* PASSAGE
As yesterday’s fire grew and there was a surprising lack of response from the Israeli military, the Palestinians called of for the discontinuation of the protest shouting halas, Arabic for “enough”.

Prisoners’ day at weekly Bil’in demonstration

17th April 2015 | International Solidarity Movement, Khalil Team | Bil’in, Occupied Palestine

Over 300 people attended the Prisoners’ Day demonstration in Bil’in. The Israeli army fired endless amounts of teargas and shot one person in the chest with a live ammunition.

After the prayer, protesters marched towards the apartheid wall and the illegal settlement of Modi’in, situated just outside of Bil’in. A truck loaded with a sound system led the chanting crowd. Most were either waving Palestinian flags, holding up  banners in support of the Palestinians imprisoned in Israeli prisons to mark Prisoners’ Day, or were holding posters of Bassem, a local who was killed six years ago by the Israeli army. As the march got closer to the wall, Israeli forces fired over 50 rounds of teargas canisters towards the protesters. The area was heavily clouded with this gas during most of the afternoon, which caused many to suffer from its inhalation. The shooting of this teargas also caused the dry grass between the olive trees to repeatedly catch fire.

* DATASET CONTENT
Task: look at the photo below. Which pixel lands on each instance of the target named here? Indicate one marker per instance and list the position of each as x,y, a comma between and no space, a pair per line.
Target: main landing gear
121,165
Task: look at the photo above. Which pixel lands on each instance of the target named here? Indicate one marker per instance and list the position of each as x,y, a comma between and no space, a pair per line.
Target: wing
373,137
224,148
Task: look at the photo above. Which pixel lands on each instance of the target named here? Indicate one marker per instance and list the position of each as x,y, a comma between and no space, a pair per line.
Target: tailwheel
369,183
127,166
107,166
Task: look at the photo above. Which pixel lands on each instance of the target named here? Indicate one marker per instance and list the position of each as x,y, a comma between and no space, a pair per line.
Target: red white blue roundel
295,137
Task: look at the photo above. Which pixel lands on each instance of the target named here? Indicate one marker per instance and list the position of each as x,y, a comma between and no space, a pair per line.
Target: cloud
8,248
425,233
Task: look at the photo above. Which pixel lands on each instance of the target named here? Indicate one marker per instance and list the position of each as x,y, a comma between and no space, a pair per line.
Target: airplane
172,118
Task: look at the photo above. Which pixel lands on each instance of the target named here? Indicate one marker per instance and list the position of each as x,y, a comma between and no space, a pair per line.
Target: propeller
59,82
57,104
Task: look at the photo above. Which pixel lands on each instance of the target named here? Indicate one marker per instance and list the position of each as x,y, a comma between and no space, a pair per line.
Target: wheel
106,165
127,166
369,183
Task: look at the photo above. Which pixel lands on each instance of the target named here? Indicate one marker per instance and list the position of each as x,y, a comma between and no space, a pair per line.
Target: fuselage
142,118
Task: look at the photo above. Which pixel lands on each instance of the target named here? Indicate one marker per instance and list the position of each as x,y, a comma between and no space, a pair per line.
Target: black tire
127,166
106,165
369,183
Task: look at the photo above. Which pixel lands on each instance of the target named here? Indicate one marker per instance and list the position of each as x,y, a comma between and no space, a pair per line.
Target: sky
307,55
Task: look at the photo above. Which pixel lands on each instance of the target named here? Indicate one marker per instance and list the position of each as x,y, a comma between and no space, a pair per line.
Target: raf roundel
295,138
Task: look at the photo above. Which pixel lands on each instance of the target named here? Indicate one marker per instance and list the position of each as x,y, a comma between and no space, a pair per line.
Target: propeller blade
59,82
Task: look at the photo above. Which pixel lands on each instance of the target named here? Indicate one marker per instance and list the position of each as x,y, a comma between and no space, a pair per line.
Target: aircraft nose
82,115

* REQUIRED ACTION A
In the Bil'in demonstration report, how many rounds of teargas did Israeli forces fire as the march neared the wall?
* REQUIRED ACTION B
Please repeat the part of the Bil'in demonstration report between "As yesterday’s fire" and "a live ammunition.", inclusive.
* REQUIRED ACTION C
Go on with the Bil'in demonstration report, picking up after its final sentence.

* EXERCISE RESPONSE A
Over 50 rounds.

* EXERCISE RESPONSE B
As yesterday’s fire grew and there was a surprising lack of response from the Israeli military, the Palestinians called of for the discontinuation of the protest shouting halas, Arabic for “enough”.

Prisoners’ day at weekly Bil’in demonstration

17th April 2015 | International Solidarity Movement, Khalil Team | Bil’in, Occupied Palestine

Over 300 people attended the Prisoners’ Day demonstration in Bil’in. The Israeli army fired endless amounts of teargas and shot one person in the chest with a live ammunition.

* EXERCISE RESPONSE C
During the protest, one person was shot with a rubber-coated steel bullet, while a 17 years old boy was shot in the chest with live ammunition. He was immediately taken to hospital by the ambulance. His condition is stable.

Bil’in clouded with teargas – photo by ISM

The 17th April is Prisoners’ Day in Palestine. Thousands of Palestinians are arrested arbitrarily on a daily basis by the Israeli forces, despite prohibition by international law. According to B’Tselem, “at the end of February 2015, 5,609 Palestinian security detainees and prisoners were held in Israeli prisons”. Since 1967, when Israel furthered its occupation to the West Bank, Gaza and East Jerusalem, an equivalent of approximately 20% of the total population in the Occupied Palestinian Territories (OPT), and 40% of all males have been detained (CEPR). While in prison, they are subject to wide-ranging violations of their rights and dignity. Such practices may include physical and psychological torture, deprivation of family visits, denial of access to lawyers and unlawful transfer out of the Occupied Palestinian Territories, among many other things. The Israeli occupying forces continue to violate the provisions of the Fourth Geneva Convention Relative to the Protection of Civilian Persons in Time of War, in particular against the Palestinian prisoners.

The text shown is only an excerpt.